ESTRATTO DEL TESTO
____

Perché il celibato - da carisma dello Spirito Santo - è stato, invece, imposto “per autorità” dal Papa, a coloro che ricevono il sacramento dell’Ordine ?
Il CELIBATO, come scelta di non sposarsi, era considerata nel primo millennio, prevalentemente tipica della vita religiosa e non dei preti. E, per secoli le comunità di religiosi o di monaci hanno praticato i consigli evangelici senza che questo li abilitasse ad accedere al ministero ordinato.
Con la riforma Gregoriana - che prende il nome dal papa Gregorio VII - dall’XI / XII sec. in poi – e non senza motivazioni di tipo economico, cioè per non disperdere i beni ecclesiastici tra i figli dei vescovi e dei preti – si volle imporre ai preti l’ideale monastico ( con l’obbligo di osservare i tre consigli evangelici: povertà, castità perfetta, obbedienza) e proporre ai monaci il ministero ordinato.
Da quel momento, il celibato imposto ai preti divenne per molti di loro un dramma.
E i fatti che vengono documentati dalla storia, a tale proposito, non sono stati inventati, né sono frutto dell’immaginazione o costruiti appositamente per infangare la Chiesa-istituzionale, ma si tratta di storie vere, a testimonianza delle sofferenze, delle umiliazioni, delle torture che hanno dovuto subire i preti che si erano sposati e le loro mogli e figli. Sofferenze ed umiliazioni che ancora oggi continuano, nella Chiesa, anche se in modi e forme diverse !
Fu proprio Gregorio VII ( un monaco potentissimo della curia romana, di nome Ildebrando) che aveva come unico interesse : la grandezza morale e politica della Chiesa, in quanto istituzione.
I suoi obiettivi erano quelli di dare autorità ed autonomia al papato, moralizzare il clero e rendere la Chiesa indipendente dall’Impero.
La situazione generale di allora era caratterizzata da un papato che aveva perso la sua autorità e da un impero che aveva raggiunto il culmine della sua potenza e del suo splendore; oltre che dalle tensioni affioranti tra queste due potenze: papato e impero.
Appena salito al soglio pontificio, Gregorio VII emanò il “Dictatus papae” contenente 27 sentenze, attraverso le quali espresse i suoi scopi e le sue idee.
Gregorio non considera il regno di Dio come un campo dove il grano cresce con la gramigna, al contrario vede il regno di Dio come un campo dove si scatena, senza tregua e senza pietà, la lotta della Civitas Dei contro la civitas diaboli”.

____

DATI FORNITI
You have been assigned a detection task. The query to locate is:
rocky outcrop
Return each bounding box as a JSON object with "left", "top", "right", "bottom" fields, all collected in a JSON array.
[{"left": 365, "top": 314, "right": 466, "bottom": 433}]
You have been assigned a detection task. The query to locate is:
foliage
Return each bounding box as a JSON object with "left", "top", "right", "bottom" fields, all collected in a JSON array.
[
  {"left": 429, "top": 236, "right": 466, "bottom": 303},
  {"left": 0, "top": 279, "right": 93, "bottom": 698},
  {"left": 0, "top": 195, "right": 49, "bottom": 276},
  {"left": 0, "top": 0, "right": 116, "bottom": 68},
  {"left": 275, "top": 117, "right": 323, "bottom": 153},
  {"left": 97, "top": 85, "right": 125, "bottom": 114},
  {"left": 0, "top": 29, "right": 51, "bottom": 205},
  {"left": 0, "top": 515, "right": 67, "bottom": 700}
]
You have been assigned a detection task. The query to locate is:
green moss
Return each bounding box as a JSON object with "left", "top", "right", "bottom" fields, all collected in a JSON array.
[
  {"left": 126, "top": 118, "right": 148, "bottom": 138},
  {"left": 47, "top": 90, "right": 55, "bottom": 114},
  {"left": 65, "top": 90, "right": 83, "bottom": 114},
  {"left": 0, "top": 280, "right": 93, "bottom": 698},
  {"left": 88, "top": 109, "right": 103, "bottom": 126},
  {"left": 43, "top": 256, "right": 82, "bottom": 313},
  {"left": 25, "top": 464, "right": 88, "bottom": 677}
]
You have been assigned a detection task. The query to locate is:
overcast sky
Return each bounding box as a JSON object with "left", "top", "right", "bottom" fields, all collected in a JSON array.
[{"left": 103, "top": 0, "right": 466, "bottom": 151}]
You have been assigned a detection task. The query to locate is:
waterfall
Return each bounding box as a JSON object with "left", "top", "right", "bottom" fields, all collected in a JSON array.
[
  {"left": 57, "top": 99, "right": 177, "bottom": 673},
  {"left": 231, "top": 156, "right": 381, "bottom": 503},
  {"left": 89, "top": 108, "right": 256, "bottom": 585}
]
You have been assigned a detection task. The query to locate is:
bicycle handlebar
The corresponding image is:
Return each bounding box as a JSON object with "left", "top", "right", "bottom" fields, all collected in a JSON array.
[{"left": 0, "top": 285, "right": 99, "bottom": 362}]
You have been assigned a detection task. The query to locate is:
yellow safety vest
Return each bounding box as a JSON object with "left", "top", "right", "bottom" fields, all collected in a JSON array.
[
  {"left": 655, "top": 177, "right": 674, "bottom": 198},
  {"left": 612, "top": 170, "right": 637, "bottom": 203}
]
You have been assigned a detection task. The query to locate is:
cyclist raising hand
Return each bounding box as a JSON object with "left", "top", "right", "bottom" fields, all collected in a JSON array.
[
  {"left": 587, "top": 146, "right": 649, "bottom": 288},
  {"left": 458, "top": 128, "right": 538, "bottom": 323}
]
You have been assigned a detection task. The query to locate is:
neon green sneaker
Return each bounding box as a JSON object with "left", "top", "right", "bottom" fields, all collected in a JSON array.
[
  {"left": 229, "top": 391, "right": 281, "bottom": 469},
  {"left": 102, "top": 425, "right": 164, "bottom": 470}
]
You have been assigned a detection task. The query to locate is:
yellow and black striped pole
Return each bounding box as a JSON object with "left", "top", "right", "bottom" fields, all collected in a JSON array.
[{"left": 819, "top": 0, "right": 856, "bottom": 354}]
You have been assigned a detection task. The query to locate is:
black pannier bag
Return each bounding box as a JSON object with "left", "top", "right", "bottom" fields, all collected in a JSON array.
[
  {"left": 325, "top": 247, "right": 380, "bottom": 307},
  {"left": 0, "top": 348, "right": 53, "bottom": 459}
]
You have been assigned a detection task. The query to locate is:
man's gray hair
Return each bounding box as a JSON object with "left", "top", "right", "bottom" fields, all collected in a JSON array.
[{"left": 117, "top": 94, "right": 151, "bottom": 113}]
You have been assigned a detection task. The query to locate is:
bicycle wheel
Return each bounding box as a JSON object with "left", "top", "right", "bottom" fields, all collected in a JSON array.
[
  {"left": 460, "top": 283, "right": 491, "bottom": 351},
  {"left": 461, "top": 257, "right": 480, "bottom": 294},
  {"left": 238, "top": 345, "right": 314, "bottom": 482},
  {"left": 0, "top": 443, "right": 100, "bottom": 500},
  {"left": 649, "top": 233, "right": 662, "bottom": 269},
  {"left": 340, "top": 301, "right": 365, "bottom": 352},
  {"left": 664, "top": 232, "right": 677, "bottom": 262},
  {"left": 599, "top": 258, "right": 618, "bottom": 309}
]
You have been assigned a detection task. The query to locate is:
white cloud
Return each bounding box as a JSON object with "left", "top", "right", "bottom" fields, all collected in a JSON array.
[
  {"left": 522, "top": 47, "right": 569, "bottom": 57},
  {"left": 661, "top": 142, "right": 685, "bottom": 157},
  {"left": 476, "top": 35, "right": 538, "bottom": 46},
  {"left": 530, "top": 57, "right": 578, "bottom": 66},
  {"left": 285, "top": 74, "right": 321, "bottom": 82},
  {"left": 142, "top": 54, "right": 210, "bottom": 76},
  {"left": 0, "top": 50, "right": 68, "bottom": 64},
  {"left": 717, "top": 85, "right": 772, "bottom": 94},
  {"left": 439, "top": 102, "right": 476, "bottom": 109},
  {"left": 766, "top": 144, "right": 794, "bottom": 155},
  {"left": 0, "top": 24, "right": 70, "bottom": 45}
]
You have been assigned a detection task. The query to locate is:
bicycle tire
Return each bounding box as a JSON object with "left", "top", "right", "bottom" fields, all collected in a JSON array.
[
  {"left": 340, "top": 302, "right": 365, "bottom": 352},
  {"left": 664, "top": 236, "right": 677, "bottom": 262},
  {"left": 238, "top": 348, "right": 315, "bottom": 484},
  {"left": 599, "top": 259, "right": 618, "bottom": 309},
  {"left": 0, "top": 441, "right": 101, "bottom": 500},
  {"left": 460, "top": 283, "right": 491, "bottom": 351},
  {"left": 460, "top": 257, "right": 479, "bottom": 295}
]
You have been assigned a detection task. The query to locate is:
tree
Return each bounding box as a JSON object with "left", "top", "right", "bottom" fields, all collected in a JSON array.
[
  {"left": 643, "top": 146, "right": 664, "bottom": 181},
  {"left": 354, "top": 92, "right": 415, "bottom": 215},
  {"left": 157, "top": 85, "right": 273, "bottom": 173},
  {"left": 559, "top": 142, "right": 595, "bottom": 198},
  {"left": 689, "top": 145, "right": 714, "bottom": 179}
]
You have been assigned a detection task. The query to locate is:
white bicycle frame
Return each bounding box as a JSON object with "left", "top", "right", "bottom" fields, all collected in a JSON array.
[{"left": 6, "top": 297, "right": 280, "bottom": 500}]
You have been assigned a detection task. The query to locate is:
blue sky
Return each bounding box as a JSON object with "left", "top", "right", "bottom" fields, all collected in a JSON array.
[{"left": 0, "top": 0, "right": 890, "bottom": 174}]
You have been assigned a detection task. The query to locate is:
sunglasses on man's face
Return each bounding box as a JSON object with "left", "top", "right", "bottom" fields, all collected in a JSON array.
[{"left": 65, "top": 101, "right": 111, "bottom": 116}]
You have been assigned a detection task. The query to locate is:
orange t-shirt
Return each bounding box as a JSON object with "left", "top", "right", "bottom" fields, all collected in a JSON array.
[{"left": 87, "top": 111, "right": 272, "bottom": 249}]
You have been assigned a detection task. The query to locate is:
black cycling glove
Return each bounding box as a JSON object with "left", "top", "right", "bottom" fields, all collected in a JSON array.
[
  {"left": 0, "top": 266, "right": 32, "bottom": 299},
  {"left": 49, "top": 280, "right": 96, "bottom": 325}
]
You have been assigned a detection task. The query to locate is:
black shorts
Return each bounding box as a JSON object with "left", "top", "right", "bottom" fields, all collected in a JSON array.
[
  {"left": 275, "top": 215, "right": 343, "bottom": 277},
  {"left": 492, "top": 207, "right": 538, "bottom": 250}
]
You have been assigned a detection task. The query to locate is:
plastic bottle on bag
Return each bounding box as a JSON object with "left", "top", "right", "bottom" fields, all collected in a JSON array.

____

CONSEGNA 1
Ricopia fedelmente il passo del brano sul celibato dei preti da "Perché il celibato" a "al ministero ordinato.".
CONSEGNA 2
Quante sentenze conteneva il "Dictatus papae" emanato da Gregorio VII, secondo il brano sul celibato dei preti?
CONSEGNA 3
Scrivi il seguito del brano sul celibato dei preti, partendo dopo l'ultima frase riportata.

SVOLGIMENTO 1
Perché il celibato - da carisma dello Spirito Santo - è stato, invece, imposto “per autorità” dal Papa, a coloro che ricevono il sacramento dell’Ordine ?
Il CELIBATO, come scelta di non sposarsi, era considerata nel primo millennio, prevalentemente tipica della vita religiosa e non dei preti. E, per secoli le comunità di religiosi o di monaci hanno praticato i consigli evangelici senza che questo li abilitasse ad accedere al ministero ordinato.

SVOLGIMENTO 2
Il "Dictatus papae" conteneva 27 sentenze.

SVOLGIMENTO 3
Per questo è stato chiamato il “papa più bellicoso che abbia mai occupato la cattedra di Pietro”.
In lui ha dominato la volontà di affermare la potenza terrena del Principe degli Apostoli, e per questo ha sacrificato sia gli uomini che si sono messi di traverso sulla sua strada che i princìpi immutabili di verità e di giustizia.
Una delle prime cose che fece fu quella di eliminare il matrimonio tra gli ecclesiastici allo scopo di garantire alla chiesa che le sue proprietà non passassero mai di mano.
E’ certo che uno dei motivi che hanno portato alla legge ecclesiastica del celibato fu la costituzione di una classe sociale, formata da chierici, che doveva essere potente per salvare una civiltà minacciata. E, una delle forze di questo corpo sociale-clericale stava nel non disperdere in eredità i loro beni fondiari.
L’effetto di questa legislazione fu di creare migliaia di virtuali prostitute tra le mogli innocenti dei sacerdoti confusi e adirati. E, quando furono separate dai loro mariti, per ordine del papa Gregorio VII, molte di loro si suicidarono.
Le concezioni monastiche sul sesso e sul matrimonio hanno partorito questa legge che è stata conservata ed imposta con ogni mezzo, al prete, ormai suddito della monarchia assoluta papale.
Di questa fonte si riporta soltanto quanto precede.